Texte source:
· · · · ·

Qui connaît encore les noms de Georges Roux, Jules Férat ou Léon Benett ? Pourtant, sans eux, Michel Strogoff, Dick Sand, capitaine de quinze ans, ou le capitaine Len Guy, lancé à la recherche d’Arthur Pym, n’auraient pas de visage. Pour les adolescents, précoces ou attardés, les romans de Jules Verne sont indissociables de leurs illustrations. Les éditeurs qui remettent ses volumes sous presse ne s’y trompent pas et continuent à nous régaler de ces gravures en noir et blanc, si expressives et si vivantes.

· · · · ·

À faire:
1 - Quels sont les trois illustrateurs nommés dans le texte sur les illustrateurs de Jules Verne ?
2 - Recopiez le passage du texte sur les illustrateurs de Jules Verne qui commence par « Qui connaît encore » et se poursuit jusqu'à « et si vivantes. ».

Données fournies:
· · · · ·

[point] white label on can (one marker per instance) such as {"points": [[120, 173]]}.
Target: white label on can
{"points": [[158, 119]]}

· · · · ·

Corrigé:
1 - Georges Roux, Jules Férat et Léon Benett.

2 -
Qui connaît encore les noms de Georges Roux, Jules Férat ou Léon Benett ? Pourtant, sans eux, Michel Strogoff, Dick Sand, capitaine de quinze ans, ou le capitaine Len Guy, lancé à la recherche d’Arthur Pym, n’auraient pas de visage. Pour les adolescents, précoces ou attardés, les romans de Jules Verne sont indissociables de leurs illustrations. Les éditeurs qui remettent ses volumes sous presse ne s’y trompent pas et continuent à nous régaler de ces gravures en noir et blanc, si expressives et si vivantes.